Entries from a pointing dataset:
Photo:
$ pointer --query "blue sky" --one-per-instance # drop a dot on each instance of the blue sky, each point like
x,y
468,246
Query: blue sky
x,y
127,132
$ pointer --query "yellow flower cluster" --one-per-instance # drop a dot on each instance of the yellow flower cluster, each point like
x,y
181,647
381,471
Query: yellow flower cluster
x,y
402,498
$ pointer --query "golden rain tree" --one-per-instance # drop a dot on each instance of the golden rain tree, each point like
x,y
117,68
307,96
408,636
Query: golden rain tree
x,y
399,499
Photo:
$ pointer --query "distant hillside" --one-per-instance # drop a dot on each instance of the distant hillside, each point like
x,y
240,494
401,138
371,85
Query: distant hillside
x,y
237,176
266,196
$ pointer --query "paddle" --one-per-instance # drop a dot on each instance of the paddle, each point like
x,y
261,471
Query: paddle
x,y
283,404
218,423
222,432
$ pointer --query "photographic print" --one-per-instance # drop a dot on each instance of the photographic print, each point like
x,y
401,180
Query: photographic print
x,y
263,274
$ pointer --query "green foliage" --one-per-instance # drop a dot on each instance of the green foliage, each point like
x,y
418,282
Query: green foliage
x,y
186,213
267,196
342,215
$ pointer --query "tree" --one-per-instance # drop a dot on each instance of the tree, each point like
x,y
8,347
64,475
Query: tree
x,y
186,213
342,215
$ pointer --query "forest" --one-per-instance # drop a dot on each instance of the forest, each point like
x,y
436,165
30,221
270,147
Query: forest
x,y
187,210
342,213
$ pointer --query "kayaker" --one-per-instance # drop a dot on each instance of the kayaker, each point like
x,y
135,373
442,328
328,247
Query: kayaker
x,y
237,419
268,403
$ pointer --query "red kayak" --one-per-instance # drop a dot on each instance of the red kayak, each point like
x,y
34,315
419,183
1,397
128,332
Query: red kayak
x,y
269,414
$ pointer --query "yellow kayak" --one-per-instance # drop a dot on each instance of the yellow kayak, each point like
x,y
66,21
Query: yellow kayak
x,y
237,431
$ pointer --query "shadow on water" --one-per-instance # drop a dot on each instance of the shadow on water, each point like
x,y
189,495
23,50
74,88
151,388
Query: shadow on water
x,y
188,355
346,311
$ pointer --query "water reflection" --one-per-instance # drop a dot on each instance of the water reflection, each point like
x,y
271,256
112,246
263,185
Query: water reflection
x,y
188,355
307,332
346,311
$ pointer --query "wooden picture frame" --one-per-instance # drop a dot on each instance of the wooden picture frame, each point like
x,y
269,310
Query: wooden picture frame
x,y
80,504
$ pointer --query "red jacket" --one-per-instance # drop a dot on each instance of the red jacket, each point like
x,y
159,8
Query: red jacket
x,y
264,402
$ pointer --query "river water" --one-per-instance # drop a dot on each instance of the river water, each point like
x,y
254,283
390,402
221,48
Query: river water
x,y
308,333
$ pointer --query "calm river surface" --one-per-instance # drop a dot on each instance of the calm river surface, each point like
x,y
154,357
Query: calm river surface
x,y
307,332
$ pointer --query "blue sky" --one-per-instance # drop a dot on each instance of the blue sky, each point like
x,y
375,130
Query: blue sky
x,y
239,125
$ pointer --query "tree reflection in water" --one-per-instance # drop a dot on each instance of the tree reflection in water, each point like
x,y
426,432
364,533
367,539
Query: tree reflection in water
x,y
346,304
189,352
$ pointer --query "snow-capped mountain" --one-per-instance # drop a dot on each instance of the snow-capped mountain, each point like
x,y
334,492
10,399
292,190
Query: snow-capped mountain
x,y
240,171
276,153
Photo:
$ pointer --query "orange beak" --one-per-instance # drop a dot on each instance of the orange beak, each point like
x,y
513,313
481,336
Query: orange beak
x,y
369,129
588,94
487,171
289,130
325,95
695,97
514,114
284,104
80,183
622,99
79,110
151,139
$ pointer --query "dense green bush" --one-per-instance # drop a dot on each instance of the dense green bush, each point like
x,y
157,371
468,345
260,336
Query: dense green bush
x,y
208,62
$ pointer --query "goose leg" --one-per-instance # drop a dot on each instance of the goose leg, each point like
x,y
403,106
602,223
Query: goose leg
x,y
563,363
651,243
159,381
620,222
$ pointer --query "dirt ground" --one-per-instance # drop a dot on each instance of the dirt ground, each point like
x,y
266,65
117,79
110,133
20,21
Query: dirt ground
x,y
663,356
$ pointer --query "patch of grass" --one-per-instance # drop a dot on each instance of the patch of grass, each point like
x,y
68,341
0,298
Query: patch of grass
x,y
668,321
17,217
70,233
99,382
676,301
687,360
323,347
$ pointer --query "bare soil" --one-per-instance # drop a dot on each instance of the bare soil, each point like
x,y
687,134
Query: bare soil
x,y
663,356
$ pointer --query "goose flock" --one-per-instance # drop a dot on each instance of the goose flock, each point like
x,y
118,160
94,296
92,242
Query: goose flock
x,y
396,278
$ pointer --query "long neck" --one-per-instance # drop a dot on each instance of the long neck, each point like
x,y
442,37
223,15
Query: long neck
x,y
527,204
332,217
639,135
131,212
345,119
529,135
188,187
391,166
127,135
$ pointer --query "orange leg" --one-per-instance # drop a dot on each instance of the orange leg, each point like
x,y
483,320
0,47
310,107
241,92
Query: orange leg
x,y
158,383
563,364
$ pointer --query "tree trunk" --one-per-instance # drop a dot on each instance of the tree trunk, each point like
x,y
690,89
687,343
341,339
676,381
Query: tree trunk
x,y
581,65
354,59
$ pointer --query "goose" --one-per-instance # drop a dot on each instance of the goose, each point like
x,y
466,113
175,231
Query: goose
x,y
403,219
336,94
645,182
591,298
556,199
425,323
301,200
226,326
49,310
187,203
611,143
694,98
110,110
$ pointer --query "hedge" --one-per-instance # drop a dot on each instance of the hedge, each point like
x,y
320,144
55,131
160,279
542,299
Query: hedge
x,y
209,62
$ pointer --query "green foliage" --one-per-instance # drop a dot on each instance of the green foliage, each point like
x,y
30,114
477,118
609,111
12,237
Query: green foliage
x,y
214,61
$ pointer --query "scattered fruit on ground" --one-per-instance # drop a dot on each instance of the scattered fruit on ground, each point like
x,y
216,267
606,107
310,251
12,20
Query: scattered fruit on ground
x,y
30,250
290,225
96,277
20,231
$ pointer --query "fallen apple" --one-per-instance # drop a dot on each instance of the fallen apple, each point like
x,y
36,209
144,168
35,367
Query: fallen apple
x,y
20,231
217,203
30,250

Your objective ▸ Rewrite the records starting at the line containing "trunk, each point like" and ending at the end of the records, with "hedge" replaced by "shrub" and all else unchanged.

Problem solution ▸
$ pointer --query "tree trunk" --one-per-instance # drop a dot on each instance of the tree trunk, each point like
x,y
690,89
687,343
341,339
676,381
Query: tree trunk
x,y
581,65
354,59
$ pointer --query "goose" --one-per-instance # drop a dot on each instance of the goose, each point like
x,y
466,113
175,231
Query: goose
x,y
403,219
336,94
645,182
591,298
556,199
425,323
301,200
226,326
49,310
187,203
611,143
694,98
110,110
$ pointer --query "shrub" --one-per-instance # drop a dot on each instance of the shrub, each point like
x,y
320,144
55,131
160,279
542,299
Query: shrub
x,y
209,62
$ pointer --query "green foliage" --one-per-instance # drop a dot on each instance of the green foliage, each point like
x,y
30,114
477,118
609,111
12,237
Query: green foliage
x,y
214,61
$ pointer --query "scattered fruit on ground" --one-per-instance # drop a dot on each instance of the scattered fruit on ground, each point like
x,y
216,267
606,107
310,251
12,20
Query: scattered fruit on ground
x,y
30,250
290,225
96,277
20,231
$ pointer --query "fallen apple" --one-per-instance # drop a dot on each instance of the fallen apple, each point like
x,y
36,209
144,168
35,367
Query: fallen apple
x,y
20,231
217,203
30,250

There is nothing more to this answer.